ACTIVITY — An exact copy of all the data is required.

(Stored records)
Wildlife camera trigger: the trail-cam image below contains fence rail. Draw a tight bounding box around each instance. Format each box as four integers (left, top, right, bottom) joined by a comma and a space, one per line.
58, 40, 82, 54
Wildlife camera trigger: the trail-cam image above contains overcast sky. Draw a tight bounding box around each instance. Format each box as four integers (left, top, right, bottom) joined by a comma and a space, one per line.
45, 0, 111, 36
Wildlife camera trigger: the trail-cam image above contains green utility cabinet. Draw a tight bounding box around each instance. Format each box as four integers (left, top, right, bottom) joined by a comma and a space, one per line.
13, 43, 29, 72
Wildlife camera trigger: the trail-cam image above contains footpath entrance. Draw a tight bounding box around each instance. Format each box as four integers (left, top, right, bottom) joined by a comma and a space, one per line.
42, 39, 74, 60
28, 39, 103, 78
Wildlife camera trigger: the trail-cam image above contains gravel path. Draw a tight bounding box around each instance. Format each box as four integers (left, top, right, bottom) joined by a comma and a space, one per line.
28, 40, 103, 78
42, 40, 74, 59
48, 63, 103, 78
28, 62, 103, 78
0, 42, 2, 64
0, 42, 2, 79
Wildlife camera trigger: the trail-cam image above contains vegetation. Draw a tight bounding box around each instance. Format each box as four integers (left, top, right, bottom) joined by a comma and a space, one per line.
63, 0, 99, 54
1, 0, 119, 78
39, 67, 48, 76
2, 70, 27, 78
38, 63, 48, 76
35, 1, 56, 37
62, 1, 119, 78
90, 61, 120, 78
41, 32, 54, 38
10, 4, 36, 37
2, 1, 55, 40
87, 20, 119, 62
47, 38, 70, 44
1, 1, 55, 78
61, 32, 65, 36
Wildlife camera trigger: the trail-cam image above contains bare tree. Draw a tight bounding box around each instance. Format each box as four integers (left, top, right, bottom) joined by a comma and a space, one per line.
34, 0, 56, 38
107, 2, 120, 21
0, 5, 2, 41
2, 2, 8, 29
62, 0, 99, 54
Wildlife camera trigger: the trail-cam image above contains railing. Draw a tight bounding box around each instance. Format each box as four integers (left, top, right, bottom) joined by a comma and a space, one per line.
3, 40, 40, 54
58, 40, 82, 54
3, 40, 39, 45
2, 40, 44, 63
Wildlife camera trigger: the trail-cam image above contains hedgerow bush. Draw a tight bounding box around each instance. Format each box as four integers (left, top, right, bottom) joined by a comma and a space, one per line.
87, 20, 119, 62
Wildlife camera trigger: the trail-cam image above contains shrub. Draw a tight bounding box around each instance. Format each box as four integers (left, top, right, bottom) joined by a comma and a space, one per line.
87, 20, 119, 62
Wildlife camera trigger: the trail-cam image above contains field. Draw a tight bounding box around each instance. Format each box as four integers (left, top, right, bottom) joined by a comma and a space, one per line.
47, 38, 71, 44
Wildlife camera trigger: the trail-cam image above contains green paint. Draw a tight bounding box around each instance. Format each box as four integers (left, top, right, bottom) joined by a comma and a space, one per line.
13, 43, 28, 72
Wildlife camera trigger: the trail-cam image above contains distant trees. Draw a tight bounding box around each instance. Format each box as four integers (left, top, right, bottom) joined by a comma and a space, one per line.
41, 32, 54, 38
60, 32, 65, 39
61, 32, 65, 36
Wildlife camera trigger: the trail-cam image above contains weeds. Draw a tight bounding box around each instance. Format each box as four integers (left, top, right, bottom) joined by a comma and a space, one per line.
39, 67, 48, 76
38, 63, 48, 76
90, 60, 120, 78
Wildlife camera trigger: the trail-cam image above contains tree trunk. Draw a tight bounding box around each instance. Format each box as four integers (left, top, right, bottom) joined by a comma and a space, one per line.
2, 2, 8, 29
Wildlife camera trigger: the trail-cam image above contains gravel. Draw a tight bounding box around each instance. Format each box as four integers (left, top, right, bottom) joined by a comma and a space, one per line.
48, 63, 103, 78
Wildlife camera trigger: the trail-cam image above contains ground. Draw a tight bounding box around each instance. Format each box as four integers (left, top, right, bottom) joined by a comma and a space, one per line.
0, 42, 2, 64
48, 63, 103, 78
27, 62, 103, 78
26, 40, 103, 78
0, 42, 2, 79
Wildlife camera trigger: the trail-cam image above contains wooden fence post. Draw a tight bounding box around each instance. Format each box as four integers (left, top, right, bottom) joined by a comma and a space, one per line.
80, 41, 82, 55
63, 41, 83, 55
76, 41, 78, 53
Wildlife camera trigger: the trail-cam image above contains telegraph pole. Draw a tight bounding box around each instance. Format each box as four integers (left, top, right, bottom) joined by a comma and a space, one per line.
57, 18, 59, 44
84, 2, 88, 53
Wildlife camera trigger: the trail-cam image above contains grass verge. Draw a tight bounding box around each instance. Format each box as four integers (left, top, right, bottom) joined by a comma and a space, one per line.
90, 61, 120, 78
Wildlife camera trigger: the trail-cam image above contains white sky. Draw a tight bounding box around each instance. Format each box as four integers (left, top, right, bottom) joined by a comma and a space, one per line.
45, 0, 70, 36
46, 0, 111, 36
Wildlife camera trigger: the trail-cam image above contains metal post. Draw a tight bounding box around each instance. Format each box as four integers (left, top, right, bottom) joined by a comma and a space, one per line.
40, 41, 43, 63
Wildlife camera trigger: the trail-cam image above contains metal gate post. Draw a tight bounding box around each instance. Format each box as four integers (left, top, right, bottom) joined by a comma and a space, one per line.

OUTPUT FOR THIS EXERCISE —
Wildlife camera trigger: the trail-cam image below contains fence rail. Draw a tight bounding box around each instance. Format each box as four integers (left, top, right, bottom) joined by a comma and a space, one per line.
58, 40, 82, 54
Wildlife camera trigger: the trail-cam image above contains overcast sky. Draw a tight bounding box around each instance. Format each box as four integers (left, top, right, bottom) joined by a comma and a space, one per line.
45, 0, 111, 36
Wildlife camera trigger: the trail-cam image above contains green utility cabinet. Draw a tight bounding box around each instance. Format each box as four integers (left, top, right, bottom) joined by a comma and a space, one per line.
13, 43, 29, 72
Wildlife camera trigger: the trail-cam image above contains footpath entrance. Draw a tight bounding box around each instance. Format each box as four integers (left, top, right, bottom) joined by a comma and a space, one per line.
42, 39, 74, 60
28, 39, 103, 78
Wildlife camera trigger: the trail-cam image above contains gravel path. Draw a tight bounding box around each instance. Format each box as four integers (left, top, right, bottom) joined by a comma and a space, one per line.
28, 40, 103, 78
42, 40, 74, 59
48, 63, 103, 78
28, 62, 103, 78
0, 42, 2, 64
0, 42, 2, 79
Wildlife camera trigger: the trail-cam image above contains vegetation. Draw a tight bounding box around each instance. Format each box as four integers (left, top, right, bottom) joined by a comma and a space, one per line.
63, 0, 99, 54
1, 0, 119, 78
39, 67, 48, 76
2, 70, 27, 78
38, 63, 48, 76
35, 1, 56, 37
62, 1, 119, 78
90, 61, 120, 78
41, 32, 54, 38
10, 4, 36, 37
2, 1, 55, 40
87, 20, 119, 62
47, 38, 70, 44
1, 1, 55, 78
61, 32, 65, 36
Wildlife camera trigger: the trail-cam image above contains bare tree. Draw a tight bounding box around each instance. Format each box as four integers (left, top, right, bottom) joined by a comma and a space, one per line.
34, 0, 56, 38
107, 2, 120, 21
0, 5, 2, 41
2, 2, 8, 29
62, 0, 99, 54
Wildlife camera trigger: the trail-cam image above contains railing. Draw a tight bounding box around each instance. Format each box as four integers (left, top, right, bottom) joined by a comma and a space, one per line.
3, 40, 40, 54
58, 40, 82, 54
3, 40, 39, 45
2, 40, 44, 63
Wildlife camera trigger: the trail-cam image above contains hedgerow bush. Draw a tight bounding box around each instance. Format each box as four integers (left, top, right, bottom) joined by a comma and a space, one per line.
87, 20, 119, 62
Wildlife camera trigger: the trail-cam image above contains shrub. Draw a tight bounding box around each instance. Format each box as four integers (left, top, right, bottom) joined by a comma and a space, one per line.
87, 20, 119, 62
Wildlife camera trigger: the trail-cam image above contains field. Draw a tight bounding box around each instance. Format each box as four integers (left, top, right, bottom) joined by a comma and a space, one per line.
47, 38, 71, 44
Wildlife camera trigger: the trail-cam image above contains green paint. Draw a tight bounding box around each instance. Format each box as four integers (left, top, right, bottom) joined by a comma and a space, one per line.
13, 43, 28, 72
Wildlife camera trigger: the trail-cam image above contains distant trees. Draw a tight bounding box around each instance. Format each box as four integers (left, top, right, bottom) joined by a comma and a space, one per line.
41, 32, 54, 38
60, 32, 65, 39
61, 32, 65, 36
Wildlife camera trigger: the trail-cam image above contains weeds. Draw a tight bounding box around each instance. Format each box as four integers (left, top, right, bottom) joined by a comma and a space, one per line.
39, 67, 48, 76
38, 63, 48, 76
90, 60, 120, 78
Wildlife camera trigger: the trail-cam image above contains tree trunk. Draw a tight bounding box around each instance. Format each box as four integers (left, top, right, bottom) joined by a comma and a space, one per line.
2, 2, 8, 29
Wildlife camera trigger: the trail-cam image above contains gravel. Draw a tight bounding box around each instance. Format each box as four integers (left, top, right, bottom) joined by a comma and a space, one per line.
48, 63, 103, 78
Wildlife camera trigger: the trail-cam image above contains ground. Draw a tight bounding box around each instance. Format each box as four integers (left, top, right, bottom) joined by a comma and a space, one per line.
0, 42, 2, 64
48, 63, 103, 78
27, 62, 103, 78
26, 40, 103, 78
0, 42, 2, 79
Wildlife camera trigger: the trail-cam image above contains wooden fence post. Draw a tight bounding box around each instance. Format each box as four integers (left, top, right, bottom) joined by a comma and a space, one per line.
80, 41, 82, 55
63, 41, 83, 55
76, 41, 78, 53
Wildlife camera trigger: the trail-cam image above contains telegraph pole. Draw a tight bounding box around each instance. Format each box as four integers (left, top, right, bottom) joined by a comma and a space, one per line.
57, 18, 59, 44
84, 2, 88, 53
Wildlife camera trigger: the trail-cam image above contains grass verge. Draw a tight bounding box around each instance. Format each box as four integers (left, top, right, bottom) joined by a comma and a space, one per line.
90, 61, 120, 78
Wildlife camera trigger: the trail-cam image above contains white sky. Draw a tight bounding box around each instance. Format each box as four integers (left, top, right, bottom) joined by a comma and a space, one per line.
45, 0, 70, 36
46, 0, 111, 36
Wildlife camera trigger: the trail-cam image above contains metal post. Draw a tight bounding box around each instance. Format each box as four integers (left, top, right, bottom) joined by a comma and a space, one per line.
40, 41, 43, 63
Wildlife camera trigger: the trail-cam image above contains metal gate post. Draw a tight bounding box around each instance. Format each box as four integers (left, top, right, bottom) joined by a comma and a space, one per line.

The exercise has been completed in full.